Natural language region descriptions
---
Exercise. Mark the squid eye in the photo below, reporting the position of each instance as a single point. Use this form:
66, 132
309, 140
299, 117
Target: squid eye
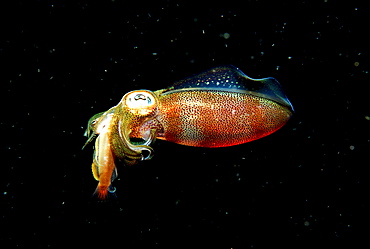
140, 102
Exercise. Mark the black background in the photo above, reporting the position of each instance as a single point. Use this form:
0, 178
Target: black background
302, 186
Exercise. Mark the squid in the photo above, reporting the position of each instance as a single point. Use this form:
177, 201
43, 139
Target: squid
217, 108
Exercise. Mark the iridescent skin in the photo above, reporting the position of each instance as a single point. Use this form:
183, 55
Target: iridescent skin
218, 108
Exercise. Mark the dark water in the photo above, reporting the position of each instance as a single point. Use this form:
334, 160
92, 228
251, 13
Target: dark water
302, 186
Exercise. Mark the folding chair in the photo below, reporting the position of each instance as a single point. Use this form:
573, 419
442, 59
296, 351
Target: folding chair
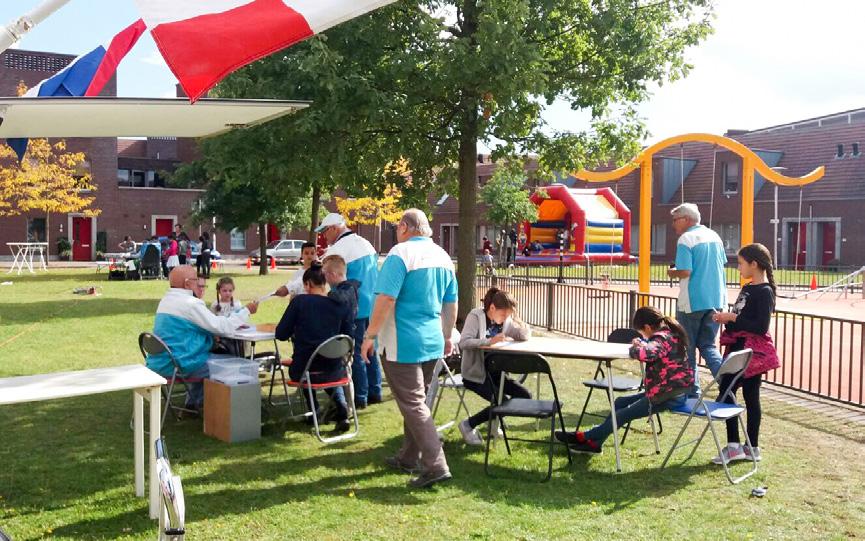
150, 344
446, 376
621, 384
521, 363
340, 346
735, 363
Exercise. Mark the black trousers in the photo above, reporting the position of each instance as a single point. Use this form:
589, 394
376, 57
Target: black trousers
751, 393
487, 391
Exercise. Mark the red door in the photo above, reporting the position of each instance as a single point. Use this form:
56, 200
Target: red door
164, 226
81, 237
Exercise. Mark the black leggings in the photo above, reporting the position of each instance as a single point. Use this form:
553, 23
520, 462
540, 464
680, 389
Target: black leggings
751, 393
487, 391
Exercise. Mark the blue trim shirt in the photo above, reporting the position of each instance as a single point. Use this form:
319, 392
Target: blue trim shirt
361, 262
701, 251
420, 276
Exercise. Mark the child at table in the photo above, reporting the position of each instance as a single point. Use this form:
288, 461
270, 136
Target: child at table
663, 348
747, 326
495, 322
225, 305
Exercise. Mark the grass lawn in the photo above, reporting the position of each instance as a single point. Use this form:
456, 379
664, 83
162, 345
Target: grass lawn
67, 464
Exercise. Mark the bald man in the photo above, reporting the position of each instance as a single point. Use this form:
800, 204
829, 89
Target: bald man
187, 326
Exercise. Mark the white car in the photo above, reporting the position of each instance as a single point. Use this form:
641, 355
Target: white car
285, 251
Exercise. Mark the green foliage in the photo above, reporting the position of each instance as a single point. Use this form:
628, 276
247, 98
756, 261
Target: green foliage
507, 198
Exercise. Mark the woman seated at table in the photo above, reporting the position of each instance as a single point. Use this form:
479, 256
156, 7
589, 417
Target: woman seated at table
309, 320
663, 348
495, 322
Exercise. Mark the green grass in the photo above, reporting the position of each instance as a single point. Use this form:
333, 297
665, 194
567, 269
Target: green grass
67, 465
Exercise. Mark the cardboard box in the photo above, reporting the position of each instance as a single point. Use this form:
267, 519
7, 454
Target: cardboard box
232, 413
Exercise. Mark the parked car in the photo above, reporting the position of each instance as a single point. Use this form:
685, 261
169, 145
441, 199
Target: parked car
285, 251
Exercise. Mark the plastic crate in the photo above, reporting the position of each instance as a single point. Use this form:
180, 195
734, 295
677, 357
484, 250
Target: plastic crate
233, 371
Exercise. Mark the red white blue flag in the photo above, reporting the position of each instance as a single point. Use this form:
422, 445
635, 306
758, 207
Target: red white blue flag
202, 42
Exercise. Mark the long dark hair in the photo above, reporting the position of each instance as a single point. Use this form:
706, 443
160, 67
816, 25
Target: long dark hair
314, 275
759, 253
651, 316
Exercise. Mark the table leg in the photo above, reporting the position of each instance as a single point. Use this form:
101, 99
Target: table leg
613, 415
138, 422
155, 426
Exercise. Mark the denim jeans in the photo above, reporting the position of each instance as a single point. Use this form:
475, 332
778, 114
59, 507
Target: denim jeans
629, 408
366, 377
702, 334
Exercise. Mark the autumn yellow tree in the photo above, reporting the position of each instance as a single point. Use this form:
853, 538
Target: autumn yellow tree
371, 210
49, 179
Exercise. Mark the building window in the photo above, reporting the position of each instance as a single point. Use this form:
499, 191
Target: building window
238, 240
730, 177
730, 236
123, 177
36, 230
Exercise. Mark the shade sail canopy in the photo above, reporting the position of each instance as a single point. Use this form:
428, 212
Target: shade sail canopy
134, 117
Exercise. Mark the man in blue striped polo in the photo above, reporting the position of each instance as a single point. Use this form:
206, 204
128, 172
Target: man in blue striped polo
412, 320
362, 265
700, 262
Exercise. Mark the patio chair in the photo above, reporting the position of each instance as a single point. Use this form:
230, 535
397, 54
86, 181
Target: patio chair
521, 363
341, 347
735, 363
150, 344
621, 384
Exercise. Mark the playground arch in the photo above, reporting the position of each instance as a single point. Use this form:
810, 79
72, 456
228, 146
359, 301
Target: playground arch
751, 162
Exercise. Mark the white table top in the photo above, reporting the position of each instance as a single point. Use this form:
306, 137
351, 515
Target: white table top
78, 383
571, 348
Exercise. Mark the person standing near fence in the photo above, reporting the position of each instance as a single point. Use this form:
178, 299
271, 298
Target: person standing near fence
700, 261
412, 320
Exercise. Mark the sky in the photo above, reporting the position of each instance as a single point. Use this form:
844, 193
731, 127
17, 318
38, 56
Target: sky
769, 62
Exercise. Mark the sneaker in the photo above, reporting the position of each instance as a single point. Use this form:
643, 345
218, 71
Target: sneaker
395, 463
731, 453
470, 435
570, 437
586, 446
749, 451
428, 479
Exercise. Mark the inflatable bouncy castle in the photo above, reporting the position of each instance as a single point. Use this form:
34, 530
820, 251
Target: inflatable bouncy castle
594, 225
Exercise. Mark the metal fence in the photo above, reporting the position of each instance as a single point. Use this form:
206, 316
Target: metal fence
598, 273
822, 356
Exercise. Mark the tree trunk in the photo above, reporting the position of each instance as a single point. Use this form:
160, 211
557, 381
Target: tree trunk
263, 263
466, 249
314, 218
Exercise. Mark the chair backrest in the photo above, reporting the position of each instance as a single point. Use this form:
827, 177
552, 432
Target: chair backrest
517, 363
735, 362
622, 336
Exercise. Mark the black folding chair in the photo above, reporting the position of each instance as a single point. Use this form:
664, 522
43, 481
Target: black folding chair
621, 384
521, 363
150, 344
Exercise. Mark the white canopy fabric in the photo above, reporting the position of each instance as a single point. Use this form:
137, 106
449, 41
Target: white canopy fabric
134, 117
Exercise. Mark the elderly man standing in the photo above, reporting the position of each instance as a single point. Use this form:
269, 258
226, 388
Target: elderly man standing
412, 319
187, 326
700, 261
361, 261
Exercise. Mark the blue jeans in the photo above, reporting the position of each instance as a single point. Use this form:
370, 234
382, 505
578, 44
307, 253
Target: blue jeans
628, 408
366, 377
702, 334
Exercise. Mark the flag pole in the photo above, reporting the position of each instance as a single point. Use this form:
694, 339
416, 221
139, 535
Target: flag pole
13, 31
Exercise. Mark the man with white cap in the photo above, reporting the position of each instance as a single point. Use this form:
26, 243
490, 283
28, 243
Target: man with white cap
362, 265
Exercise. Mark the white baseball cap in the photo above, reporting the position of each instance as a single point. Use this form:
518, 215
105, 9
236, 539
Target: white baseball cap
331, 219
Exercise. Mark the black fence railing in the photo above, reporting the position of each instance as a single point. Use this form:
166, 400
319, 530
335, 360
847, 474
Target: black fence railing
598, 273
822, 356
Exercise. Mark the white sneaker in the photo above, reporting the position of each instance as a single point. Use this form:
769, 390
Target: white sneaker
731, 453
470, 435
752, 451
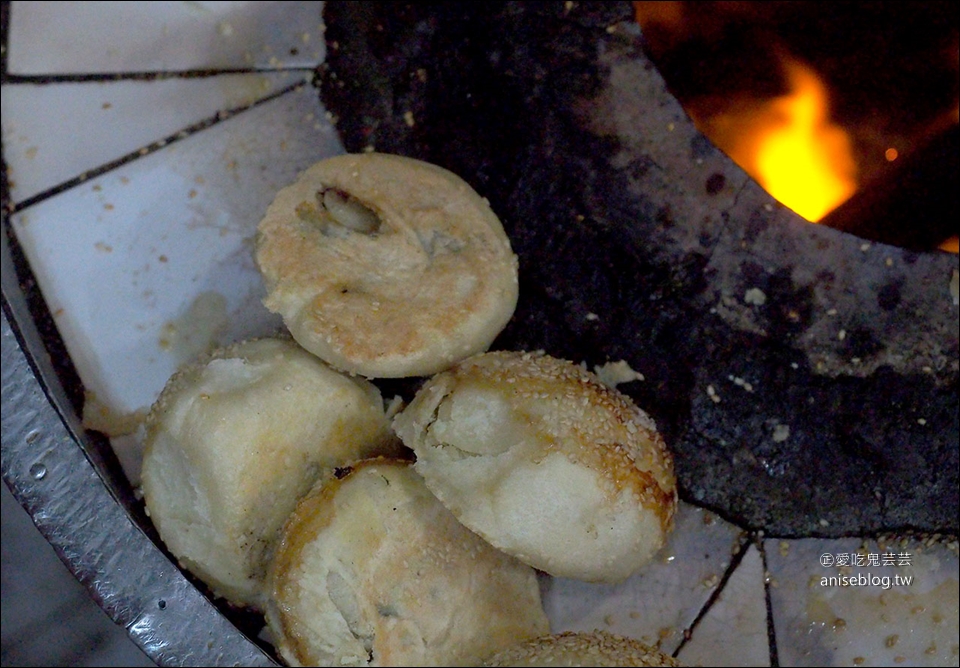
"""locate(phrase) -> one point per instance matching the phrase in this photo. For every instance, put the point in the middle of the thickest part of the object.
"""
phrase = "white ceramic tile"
---
> _YOUR INSTRUCTIONS_
Each record above, in full: return it exactly, pictures excluded.

> _EXERCISE SOLUTION_
Exercise. Mark the squid eye in the photo below, reporting the position of each instance as a single point. Use this form:
66, 132
309, 140
299, 117
Target: squid eye
140, 102
Exercise. Mark the black background in the photo above, reporting the position of each instance as a single point. Use this form:
0, 178
Target: black background
302, 186
Exercise. Mark the squid in the photo above, reporting the position of each instance as a single point. Use this form:
177, 201
43, 139
Target: squid
217, 108
Exercise. Mark the iridescent skin in the photo above, reporting the position of each instance as a single point. Use this form:
183, 55
Target: iridescent skin
218, 108
Exercise. Mark the dark water in the photo above, reporting the position of each instance as a single point. Use this form:
334, 160
92, 228
251, 13
Target: dark water
302, 186
Exercise. Mark the folding chair in the photo below, reporting the position of each instance as a single point. Use this form:
573, 419
442, 59
296, 351
Target: folding chair
150, 344
446, 376
621, 384
521, 363
340, 346
735, 363
Exercise. Mark the black trousers in the photo above, reporting the position of each instance as a single point. Use this form:
589, 394
376, 57
Target: black trousers
751, 393
487, 391
Exercise. Mark the red door in the photo above, reporting the position of each instance as a single point. Use this form:
56, 200
Target: red door
164, 226
81, 237
Exercise. Mark the black leggings in the photo above, reporting the position of each instance as a single point. Use this form:
553, 23
520, 462
540, 464
680, 389
Target: black leggings
751, 393
487, 391
Exercise. Mark the blue trim shirt in the photo above, reporting the position of each instance as a single point. Use this form:
319, 392
Target: blue trim shirt
361, 262
701, 251
420, 276
Exercise. Mark the child at table in the photo above, reporting the position of each instance as a single point. Use this form:
288, 461
270, 136
Target: child at table
663, 348
747, 326
495, 322
225, 305
Exercise. Mark the grass lawn in the photo above, reporting the position of each instance as a single point. Use this form:
456, 379
664, 83
162, 345
Target: grass lawn
67, 464
Exercise. Mark the bald man in the photo above, reporting the position of each instance as a single point. Use this form:
800, 204
829, 89
Target: bald man
187, 326
Exercise. Mark the white car in the photo above, reporting the position of each instance as a single point. Use this form:
641, 355
Target: white car
285, 251
Exercise. Mark the green foliage in the photo above, reporting the position of each instance as a single point. Use this form:
628, 276
247, 98
756, 261
Target: green foliage
507, 198
Exercise. Mark the woman seated at table in the photo above, reporting the position of each instance as a single point. Use this form:
479, 256
156, 7
589, 417
Target: woman seated at table
309, 320
663, 348
495, 322
Exercise. Mark the green grass in the photo above, reporting the position of each instance as a single point. Use this form:
333, 297
665, 194
567, 269
Target: green grass
67, 465
Exercise. Mark the cardboard box in the photo above, reporting the position of each instance as a single point. Use this form:
267, 519
7, 454
Target: cardboard box
232, 413
Exercise. Mark the parked car in the photo above, reporting the position of each instance as a single point. Use this form:
685, 261
169, 145
441, 199
Target: parked car
285, 251
Exercise. Mark the plastic crate in the photo above, reporting the position of each instance as a single point. Use this form:
180, 195
734, 295
677, 357
484, 250
Target: plastic crate
233, 371
Exercise. Mark the red white blue flag in the photo above, reporting the position of each instance as a single point. Use this form:
422, 445
635, 306
758, 207
Target: red white blue flag
202, 42
Exercise. Mark the long dark hair in the photo above, reporting the position of each instance as a single point. Use this form:
706, 443
160, 67
816, 25
Target: long dark hair
314, 275
759, 253
651, 316
Exercise. Mark the table leg in the photo above, reporting the position of each instance as a single point. Use this form:
101, 99
Target: table leg
613, 415
138, 422
155, 426
Exercise. Mark the denim jeans in the photo above, reporting the position of each instance as a single point. Use this form:
475, 332
778, 114
59, 507
Target: denim jeans
629, 408
366, 377
702, 334
Exercise. Mark the autumn yellow tree in the photo above, reporting the position of each instance as a single point. Use this form:
853, 538
Target: autumn yellow tree
371, 210
49, 179
Exercise. Mark the building window in the photo above, reporting the position of each instance as a single point. Use this form:
499, 191
Target: building window
238, 240
730, 177
730, 236
123, 177
36, 230
Exercise. Mark the shade sail canopy in the photo above, reporting the position of each instance as a single point. Use this form:
428, 212
Target: shade sail canopy
134, 117
Exercise. Mark the man in blue striped polo in the photo above, reporting the position of each instance as a single point. Use this form:
206, 204
128, 172
Target: man in blue striped polo
412, 320
362, 265
700, 262
Exercise. Mark the patio chair in the photo above, reporting the position of each instance as a single point. Use this form:
230, 535
397, 54
86, 181
Target: patio chair
521, 363
341, 347
735, 363
150, 344
621, 384
Exercise. Mark the playground arch in the photo above, reporting the position of each instance as a single point. Use this form:
810, 79
72, 456
228, 146
359, 301
Target: playground arch
751, 162
Exercise. Mark the white table top in the photo above, reporting the position of each instance as a single point. Use this form:
306, 137
351, 515
Target: white table top
78, 383
571, 348
Exercise. Mark the person standing near fence in the photo above, reporting the position of each instance as a single point. Use this form:
178, 299
271, 298
Target: person standing near fence
700, 261
412, 320
Exercise. Mark the sky in the photo above, reporting the position of each instance as a single point. Use this form:
844, 193
731, 127
17, 318
38, 56
Target: sky
769, 62
Exercise. Mark the sneaker in the photo above, reporting the position of each instance as a single point. Use this form:
643, 345
218, 71
Target: sneaker
395, 463
731, 453
470, 435
570, 437
586, 446
749, 451
428, 479
Exercise. Mark the inflatable bouncy castle in the photo above, reporting the position of each instance as a single point. Use this form:
34, 530
820, 251
Target: inflatable bouncy castle
594, 225
Exercise. Mark the metal fence in the photo above, reporting the position of each instance as a single point. Use this form:
206, 316
Target: metal fence
598, 273
822, 356
Exercise. Mark the tree trunk in the photo above, reporting the position of each instance as a single point. Use this form:
160, 211
557, 381
Target: tree trunk
263, 263
466, 249
314, 218
Exercise. Mark the chair backrest in the photo above, reporting the position of each instance as a single point. Use this form:
827, 177
552, 432
Target: chair backrest
517, 363
735, 362
622, 336
Exercise. Mark the black folding chair in the photo above, reporting the position of each instance as a single point. Use this form:
664, 522
43, 481
Target: black folding chair
621, 384
521, 363
150, 344
Exercise. Mark the white canopy fabric in the photo above, reporting the position of each instance as a single point. Use this form:
137, 106
449, 41
Target: white canopy fabric
134, 117
Exercise. Mark the elderly man standing in the photo above, reporting the position of each instance as a single point. Use this form:
269, 258
226, 388
Target: elderly man standing
412, 319
187, 326
700, 261
361, 261
Exercise. Mark the blue jeans in the photo above, reporting the position of each instance as a single point. Use this form:
370, 234
382, 505
578, 44
307, 253
Target: blue jeans
628, 408
366, 377
702, 334
Exercise. Mark the flag pole in the photo above, reporting the position of each instance as a single point. Use this form:
694, 339
416, 221
139, 535
Target: flag pole
13, 31
Exercise. Mark the man with white cap in the photo above, reporting the position of each instance as a single point. Use this form:
26, 243
490, 283
28, 243
Target: man with white cap
362, 265
Exercise. Mark the white baseball cap in the photo above, reporting the position of each instance as a single point. Use this form:
518, 215
105, 9
236, 539
Target: white baseball cap
331, 219
Exercise. Mark the black fence railing in the photo above, reporting the position of each instance as a single point. Use this form:
166, 400
319, 530
335, 360
847, 474
Target: black fence railing
598, 273
822, 356
Exercise. Mark the white sneaker in the photo above, reporting the position of each instance as a single point. Use this form:
769, 390
Target: white sneaker
731, 453
470, 435
752, 451
"""locate(phrase) -> one point per instance matching the phrase in this photo. For every instance, put the point in the middle of the thickest part of the object.
"""
phrase = "white ceramic tile"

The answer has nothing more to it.